- _EXERCISE DESCRIPTION_: Restate the entries word for word, omitting nothing.

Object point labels
● ● ● ● ● ● ●

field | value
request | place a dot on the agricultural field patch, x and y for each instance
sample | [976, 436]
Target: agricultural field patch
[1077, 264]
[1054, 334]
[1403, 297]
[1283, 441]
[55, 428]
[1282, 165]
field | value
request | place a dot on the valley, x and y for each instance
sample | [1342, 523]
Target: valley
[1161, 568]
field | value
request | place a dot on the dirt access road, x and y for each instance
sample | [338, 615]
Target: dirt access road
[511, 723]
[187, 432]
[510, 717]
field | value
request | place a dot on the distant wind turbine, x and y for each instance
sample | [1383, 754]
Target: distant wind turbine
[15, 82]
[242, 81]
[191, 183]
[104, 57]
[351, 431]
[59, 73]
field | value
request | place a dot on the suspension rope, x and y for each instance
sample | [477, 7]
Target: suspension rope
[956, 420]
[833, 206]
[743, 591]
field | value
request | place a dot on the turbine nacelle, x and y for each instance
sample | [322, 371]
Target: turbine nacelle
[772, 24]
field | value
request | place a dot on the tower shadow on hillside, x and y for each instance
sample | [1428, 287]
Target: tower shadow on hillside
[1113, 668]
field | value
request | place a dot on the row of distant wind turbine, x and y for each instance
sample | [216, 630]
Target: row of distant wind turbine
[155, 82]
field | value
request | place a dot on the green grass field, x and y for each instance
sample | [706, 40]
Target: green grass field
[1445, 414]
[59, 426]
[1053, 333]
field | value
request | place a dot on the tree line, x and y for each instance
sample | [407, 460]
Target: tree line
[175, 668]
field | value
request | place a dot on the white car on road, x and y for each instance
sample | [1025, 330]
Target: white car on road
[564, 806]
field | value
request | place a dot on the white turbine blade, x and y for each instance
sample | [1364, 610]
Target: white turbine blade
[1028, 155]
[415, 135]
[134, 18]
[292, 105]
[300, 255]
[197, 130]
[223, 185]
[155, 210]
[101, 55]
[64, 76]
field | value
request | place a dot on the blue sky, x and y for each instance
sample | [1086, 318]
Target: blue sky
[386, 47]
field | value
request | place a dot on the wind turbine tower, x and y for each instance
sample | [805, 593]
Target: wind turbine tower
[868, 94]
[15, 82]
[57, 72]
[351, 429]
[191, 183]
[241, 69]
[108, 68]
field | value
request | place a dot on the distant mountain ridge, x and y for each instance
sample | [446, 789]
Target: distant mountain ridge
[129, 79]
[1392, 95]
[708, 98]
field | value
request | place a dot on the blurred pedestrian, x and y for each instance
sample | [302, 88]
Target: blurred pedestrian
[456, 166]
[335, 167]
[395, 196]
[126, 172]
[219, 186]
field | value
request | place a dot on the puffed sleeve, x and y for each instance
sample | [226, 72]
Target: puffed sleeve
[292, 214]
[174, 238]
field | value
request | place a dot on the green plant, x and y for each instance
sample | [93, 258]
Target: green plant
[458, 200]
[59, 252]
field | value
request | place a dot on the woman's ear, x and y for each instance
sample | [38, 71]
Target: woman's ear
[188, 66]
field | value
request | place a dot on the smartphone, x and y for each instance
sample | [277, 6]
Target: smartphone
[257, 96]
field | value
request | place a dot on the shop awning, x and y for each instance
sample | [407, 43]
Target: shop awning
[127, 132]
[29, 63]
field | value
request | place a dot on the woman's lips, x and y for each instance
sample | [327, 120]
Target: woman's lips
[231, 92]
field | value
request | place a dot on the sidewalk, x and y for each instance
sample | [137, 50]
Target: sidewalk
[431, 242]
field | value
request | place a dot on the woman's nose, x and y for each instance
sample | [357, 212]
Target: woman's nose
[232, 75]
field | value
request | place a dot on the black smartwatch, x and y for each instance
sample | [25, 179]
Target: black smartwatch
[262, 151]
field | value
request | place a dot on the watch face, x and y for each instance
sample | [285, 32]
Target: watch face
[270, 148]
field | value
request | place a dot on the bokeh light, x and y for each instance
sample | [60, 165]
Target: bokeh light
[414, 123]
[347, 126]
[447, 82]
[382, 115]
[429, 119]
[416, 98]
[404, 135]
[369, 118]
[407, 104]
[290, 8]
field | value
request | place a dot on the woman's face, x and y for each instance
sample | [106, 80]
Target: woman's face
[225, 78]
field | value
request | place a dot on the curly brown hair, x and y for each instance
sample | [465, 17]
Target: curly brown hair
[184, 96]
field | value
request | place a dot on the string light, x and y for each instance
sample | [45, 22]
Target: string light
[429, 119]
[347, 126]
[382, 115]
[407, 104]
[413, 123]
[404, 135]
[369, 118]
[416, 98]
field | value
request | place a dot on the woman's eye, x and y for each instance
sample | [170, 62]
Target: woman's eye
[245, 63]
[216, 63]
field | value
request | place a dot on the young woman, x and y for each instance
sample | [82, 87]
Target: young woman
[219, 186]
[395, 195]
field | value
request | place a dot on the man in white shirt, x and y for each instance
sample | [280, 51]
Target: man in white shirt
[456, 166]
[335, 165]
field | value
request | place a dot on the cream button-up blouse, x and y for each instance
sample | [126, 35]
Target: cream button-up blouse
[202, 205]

● ● ● ● ● ● ●

- _ANSWER FOR THE TASK_:
field | value
request | place a dot on the agricultural field patch, x and y for each instance
sample | [976, 436]
Target: agricultural field patch
[1077, 264]
[1054, 334]
[1403, 297]
[1283, 441]
[55, 428]
[1282, 165]
field | value
request | place a dot on the valley, x and y for each instance
sample | [1342, 523]
Target: valley
[1161, 568]
field | value
request | place a dot on the dirt access road, x and y for each instance
sample | [338, 615]
Target: dirt access road
[511, 723]
[187, 432]
[510, 717]
field | value
request | place a dot on the distant wind turbine, x and y for each instance
sample | [1383, 754]
Target: distant wind turbine
[15, 82]
[242, 81]
[191, 183]
[104, 57]
[351, 431]
[59, 73]
field | value
request | place a dot on the suspension rope, x and y for each instance
sample | [477, 7]
Target: suspension rope
[956, 420]
[833, 206]
[743, 591]
field | value
request | place a dot on the turbine nacelle, x and y for each instance
sample | [322, 371]
Target: turbine nacelle
[772, 24]
field | value
request | place a dot on the tower shadow on hillside, x and y for each instance
sample | [1428, 287]
Target: tower shadow on hillside
[1113, 668]
field | value
request | place a dot on the row of distant wind turbine, x and y for each instance
sample | [216, 630]
Target: row of distant wind turbine
[155, 82]
field | value
request | place a dot on the green grass field, x and y for each instance
sample | [706, 40]
Target: green grass field
[1445, 414]
[59, 426]
[1053, 333]
field | value
request | place a dot on the tree line, x and y for each instance
sample | [407, 460]
Target: tree line
[175, 668]
field | value
request | place a dot on the white car on road, x and y for each instance
sample | [1025, 330]
Target: white car on road
[564, 806]
field | value
request | place a dot on the white turbine blade, x and y for each instance
sample | [1364, 610]
Target: white turbine blade
[1028, 155]
[415, 135]
[134, 18]
[292, 105]
[300, 255]
[197, 130]
[223, 185]
[155, 210]
[101, 55]
[64, 76]
field | value
request | place a dot on the blue sky, x and y for each instance
sample | [1086, 318]
Target: blue sky
[386, 47]
field | value
request | place a dot on the wind turbine tower, x and y for each instance
sample | [805, 593]
Target: wind turbine tower
[868, 94]
[15, 82]
[57, 72]
[351, 429]
[191, 183]
[241, 69]
[108, 68]
field | value
request | place a dot on the distant mountain ridge, x and y for each instance
sample | [446, 789]
Target: distant mountain ridge
[129, 79]
[1392, 95]
[708, 98]
field | value
request | place a dot on the blurred pedestrian, x and y for each instance
sample | [302, 88]
Target: blurred pedestrian
[456, 166]
[335, 167]
[395, 196]
[126, 172]
[219, 186]
field | value
request | place a dot on the puffed sleeve, x and y for each instance
sample | [226, 72]
Target: puffed sleeve
[292, 214]
[174, 238]
field | value
request | place a dot on the green plant, x and y for each instance
sample | [93, 258]
Target: green plant
[458, 200]
[59, 252]
field | value
request | place a dot on the woman's ear, x and y for each instance
sample | [38, 71]
Target: woman's ear
[188, 66]
field | value
request | place a dot on the smartphone, x and y for each instance
sample | [277, 6]
Target: smartphone
[257, 96]
field | value
request | place a dot on the shop awning, x and y for each instance
sample | [407, 43]
Target: shop awning
[127, 132]
[29, 63]
field | value
request | place a dot on the woman's lips, x and y for each instance
sample | [327, 120]
Target: woman's lips
[231, 92]
field | value
request | place a dot on the sidewalk, x and y for each instance
sample | [137, 50]
Target: sidewalk
[431, 242]
field | value
request | place a dot on the woman's nose, x and y for each instance
sample | [357, 212]
Target: woman's nose
[232, 75]
field | value
request | place a dot on the black smartwatch, x and y for each instance
sample | [25, 179]
Target: black smartwatch
[262, 151]
field | value
request | place a dot on the watch face, x and y for each instance
sample | [285, 32]
Target: watch face
[270, 148]
field | value
request | place a dot on the bokeh light, x and y for each instance
sample | [60, 165]
Target: bokeh light
[414, 123]
[347, 126]
[447, 82]
[382, 115]
[429, 119]
[416, 98]
[404, 135]
[369, 118]
[407, 104]
[290, 8]
field | value
request | place a dot on the woman's face, x and y for each instance
sample | [106, 80]
Target: woman's face
[225, 78]
field | value
request | place a dot on the curly brown hair, x and y for each instance
sample | [465, 17]
Target: curly brown hair
[184, 96]
field | value
request | place a dot on the string light, x and y for each instance
sample | [45, 22]
Target: string light
[429, 119]
[347, 126]
[382, 115]
[407, 104]
[413, 123]
[404, 135]
[369, 118]
[416, 98]
field | value
request | place a dot on the woman's eye, x and y for each instance
sample | [170, 62]
Target: woman's eye
[245, 63]
[216, 63]
field | value
request | place a dot on the young woman, x and y for each instance
sample | [82, 87]
Target: young woman
[219, 186]
[395, 195]
field | value
request | place a dot on the man in white shirt, x and y for each instance
sample | [280, 51]
Target: man in white shirt
[456, 166]
[335, 165]
field | value
request | place a dot on the cream button-up blouse, x and y for each instance
sample | [126, 35]
Target: cream button-up blouse
[202, 205]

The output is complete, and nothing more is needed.